De A a Z, tudo se pode fazer DE OUTRA MANEIRA...
 

Dentro de ti, ó cidade

Continuo na minha casa. Depois de tudo metido em caixotes, e negociada uma saída, os proprietários, em cima da hora de assinar o acordo, disseram que não tinham condições para a negociação. Fiquei, não sei até quando, mas feliz por estar confinada na casa onde vivo há quarenta e dois anos.

Percorro a Rua Augusta em direcção ao Rossio. Os montes de lojas de pastéis de nata, gelatarias italianas, lojas de sardinhas de conserva, de pastéis de bacalhau têm todos os estores de ferro descidos.

Nas esplanadas, bandos de pombas em cima das mesas procuram em vão uma migalha, e descaradamente, atravessam a rua, sem qualquer receio do transeunte (que na verdade sou só eu). Já perceberam que já não temos a supremacia, somos muito poucos os que atravessam a Rua Augusta, agora. Pombos e mais pombos por todo o lado. Esplanadas cheias de pombos.

Isto é que é o que se pode chamar, a verdadeira “Baixa Pombalina”.

Na Praça do Rossio estão os africanos do costume. Guineenses islâmicos, vestidos de túnicas, com o seu solidéu em crochet, o taqiyah, conversam aos pares nos bancos da praça, como se nada tivesse acontecido, como se a cidade fosse a mesma de sempre. Vêm nos comboios que chegam à Estação do Rossio, vindos da linha de Sintra, da Amadora, especialmente. Eram da etnia fula, e aqui se encontram para recordar essa Guiné que deixaram há anos.

À volta do Teatro D. Maria, mais cobertores e caixas de papelão.

Três ratazanas, às dez da manhã, atravessam a rua em direcção à Benetton. Devem ser ratazanas em hora de ponta.

* INSTRUÇÃO 1 *
Edite o trecho do texto sobre a Baixa lisboeta que abre com as palavras "Isto é que é" e fecha com "deixaram há anos.", trocando "Praça do Rossio" por "Praça da Figueira".
* INSTRUÇÃO 2 *
Indique se cada afirmação concorda com o texto sobre a Baixa lisboeta, respondendo sim ou não e citando as palavras decisivas: (a) quem escreve vive na mesma casa há quarenta e dois anos; (b) as lojas da Rua Augusta encontram-se abertas; (c) os guineenses da Praça do Rossio chegam sobretudo de autocarro.
* INSTRUÇÃO 3 *
Prossiga o texto sobre a Baixa lisboeta a partir do ponto em que termina.

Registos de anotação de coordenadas

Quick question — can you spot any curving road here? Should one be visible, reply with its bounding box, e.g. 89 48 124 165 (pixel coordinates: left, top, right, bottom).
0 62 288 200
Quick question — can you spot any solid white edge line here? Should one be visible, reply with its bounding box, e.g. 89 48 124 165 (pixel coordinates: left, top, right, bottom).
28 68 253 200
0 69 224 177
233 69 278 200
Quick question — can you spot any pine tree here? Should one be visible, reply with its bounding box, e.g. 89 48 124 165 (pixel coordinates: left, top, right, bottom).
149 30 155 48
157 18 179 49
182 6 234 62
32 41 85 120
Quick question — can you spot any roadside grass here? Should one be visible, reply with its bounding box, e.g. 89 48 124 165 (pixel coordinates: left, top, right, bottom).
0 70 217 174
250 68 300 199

* RESPOSTA ESPERADA 1 *
Isto é que é o que se pode chamar, a verdadeira “Baixa Pombalina”.

Na Praça da Figueira estão os africanos do costume. Guineenses islâmicos, vestidos de túnicas, com o seu solidéu em crochet, o taqiyah, conversam aos pares nos bancos da praça, como se nada tivesse acontecido, como se a cidade fosse a mesma de sempre. Vêm nos comboios que chegam à Estação do Rossio, vindos da linha de Sintra, da Amadora, especialmente. Eram da etnia fula, e aqui se encontram para recordar essa Guiné que deixaram há anos.

* RESPOSTA ESPERADA 2 *
(a) Sim: "na casa onde vivo há quarenta e dois anos".
(b) Não: "têm todos os estores de ferro descidos".
(c) Não: "Vêm nos comboios que chegam à Estação do Rossio".

* RESPOSTA ESPERADA 3 *
E lembram-me os abutres do costume, que nas redes sociais, se atiram contra qualquer medida vinda de um estado democrático. Para tentar a confusão, o descrédito, a desordem. Para ver se agarram a ocasião…

Nos Restauradores, junto às montras que fazem reentrância das lojas da Women Secret, da Mango, da Calcedonia, etc.,só se vêem cobertores, caixas de papelão e sacos plásticos. São os pertences dos sem abrigo que aí fizeram os seu aposentos. Andavam por outros lados, mas agora que não há movimento, aqui estão bem melhor. Aqui é abrigado do vento, plano, e quando faz um solzinho, dá para aquecer os ossos. E é por aqui que vêem à noite carrinhas a distribuir os jantares. Os almoços são em Sta. Apolónia. Andam numa azáfama a buscar refeições, e quando avistam alguém ao longe para pedir esmola, vêm a correr para não perder a oportunidade. Estão ocupados todo o dia com a sua sobrevivência.

Aqui e ali, edifícios em construção erguem-se cobertos de poeira, com redes e andaimes, como esqueletos ruidosos mortos-vivos. A cidade está morta, mas a construção continua. Casas na Baixa-Chiado por um milhão de dólares???Para quem???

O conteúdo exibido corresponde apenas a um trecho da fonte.